» **READING TEXT**

[start]

Music to die for - Taster with James Lee Burke

Music to die for - Episode 1
1: Ian Rankin introduces best-selling, award-winning crime novelists Mark Billingham, Michael Connelly, Robert Crais, Joolz Denby, John Harvey, George Pelecanos, James Sallis, and Karin Slaughter.
The first of three programmes ponders whether and why the use of music in crime fiction is a recent phenomenon, wonders what a taste for different forms of music tell the reader about their fictional heroes, explains why country-loving detectives should steer clear of more modern music trends, offers a guided tour of Elvis Cole’s Los Angeles with his creator Robert Crais, and provides a rare opportunity to hear Hawkwind, Tupac Shakur and Wang Chung in the same half-hour.



Music to die for - Episode 2
2: Ian Rankin introduces best-selling, award-winning crime novelists Mark Billingham, James Lee Burke, John Connolly, Robert Crais, Joolz Denby, John Harvey, and Karin Slaughter, as well as Scottish singer-songwriter Jackie Leven and former Police guitarist Andy Summers.
In the second of three programmes, Ian explains why he had to abandon Inspector Rebus’s early enthusiasm for jazz, discusses with fellow authors the pros and cons of quoting song lyrics, meets the creator of a Charlie Parker who is deaf to jazz, hears Phil Collins proposed as a tool for gangland torturers, finds out about feedback from readers, and winds up with a night out in Kirkcaldy.
Music to die for - Episode 3
3: Ian Rankin introduces best-selling, award-winning crime novelists Mark Billingham, James Lee Burke, John Connolly, Joolz Denby, John Harvey, George Pelecanos, James Sallis, and Karin Slaughter.
The final programme features writers who work with music on and writers who can’t; writers who can play an instrument and writers who can’t, but have still been in a band; writers who are poets and what poetry’s rhythms bring to their prose; and writers who have released CDs of their detective’s favourite records. It also points out the connection between Inspector Rebus and ‘sixth Stone’ Ian Stewart, and asks the key question: Is this obsession with music just a blokey thing?

[end]

» **INFORMATION SUPPLIED**
[start]

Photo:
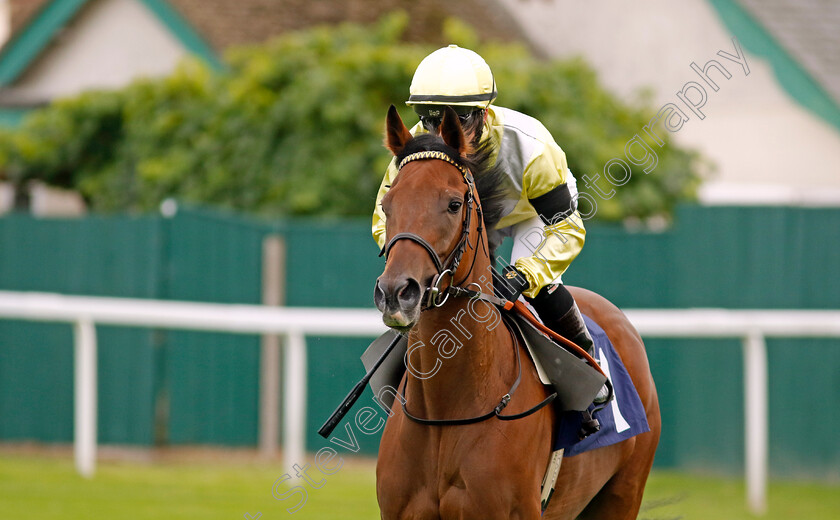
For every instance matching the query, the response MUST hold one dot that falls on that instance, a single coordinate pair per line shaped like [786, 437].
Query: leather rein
[437, 297]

[end]

» **TASK 1**
In the episode guide to Music to die for, why is Episode 3 called "The final programme"? Explain in one to three sentences.
» **TASK 2**
In the episode guide to Music to die for, how is Andy Summers described?

» **FULL RESPONSE 1**
The guide says the series has three programmes: Episode 1 is "The first of three programmes" and Episode 2 is "the second of three programmes." Episode 3 is therefore the last of the three.

» **FULL RESPONSE 2**
As a former Police guitarist.